In the article on Lincolnshire's COVID-19 statistics, how many people had tested positive as of April 17?

_Excerpted passage_
•••

April 17, 2020 7.05 pm This story is over 42 months old

Coronavirus in Lincolnshire: What the stats say

Interpreting Lincolnshire’s COVID-19 numbers

Almost two months into the coronavirus pandemic in Lincolnshire, we know three official stats as of April 17:

  • There have been 551 people who tested positive for COVID-19
  • Sadly, 70 people died after contracting coronavirus
  • Over 120 patients have been discharged from local hospitals after COVID-19 treatment

There are many caveats to these numbers, which we’ll go into a bit later, but they are official stats nonetheless. So what can these figures tell us if we were to interpret them on their own merit? A few interesting things actually.

COVID-19 has a 12.7% mortality rate in Lincolnshire

Data: NHS/ULHT Chart: The Lincolnite

Because we know 70 people died with coronavirus in Lincolnshire, out of a total of 551 cases, this would mean that COVID-19 has a 12.7% mortality rate in our region, which matches the national average, as well as Italy’s, but is more than four times Germany’s 3%.

•••

_Excerpted data_
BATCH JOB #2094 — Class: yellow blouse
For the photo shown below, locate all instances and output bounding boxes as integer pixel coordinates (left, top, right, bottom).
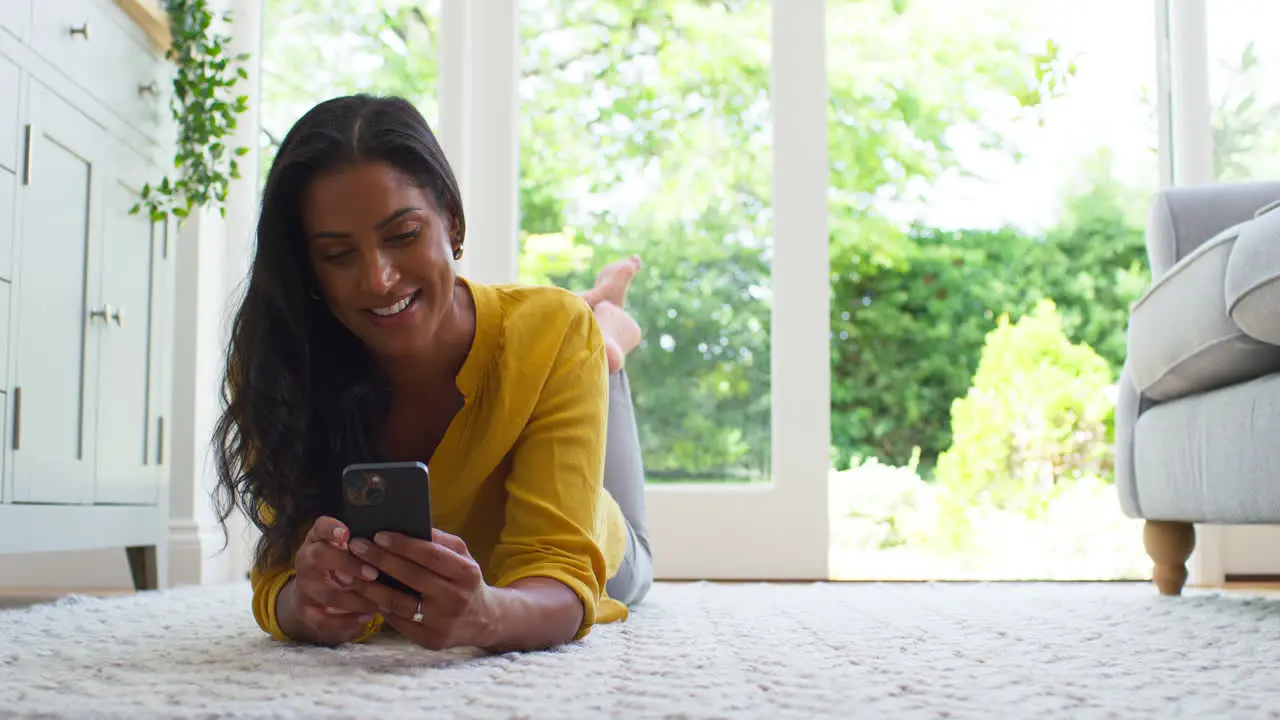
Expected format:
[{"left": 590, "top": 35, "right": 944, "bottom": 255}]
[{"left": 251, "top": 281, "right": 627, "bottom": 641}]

•••

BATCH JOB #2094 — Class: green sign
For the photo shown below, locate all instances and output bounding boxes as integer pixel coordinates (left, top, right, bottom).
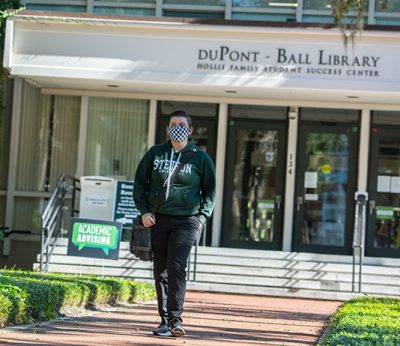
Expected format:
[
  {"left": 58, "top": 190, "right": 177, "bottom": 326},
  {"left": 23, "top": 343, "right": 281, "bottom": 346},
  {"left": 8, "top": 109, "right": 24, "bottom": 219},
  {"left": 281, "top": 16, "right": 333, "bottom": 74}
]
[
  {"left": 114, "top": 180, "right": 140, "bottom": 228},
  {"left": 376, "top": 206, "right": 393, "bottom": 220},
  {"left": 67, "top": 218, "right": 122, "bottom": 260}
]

•••

_Result of the task_
551 people had tested positive for COVID-19.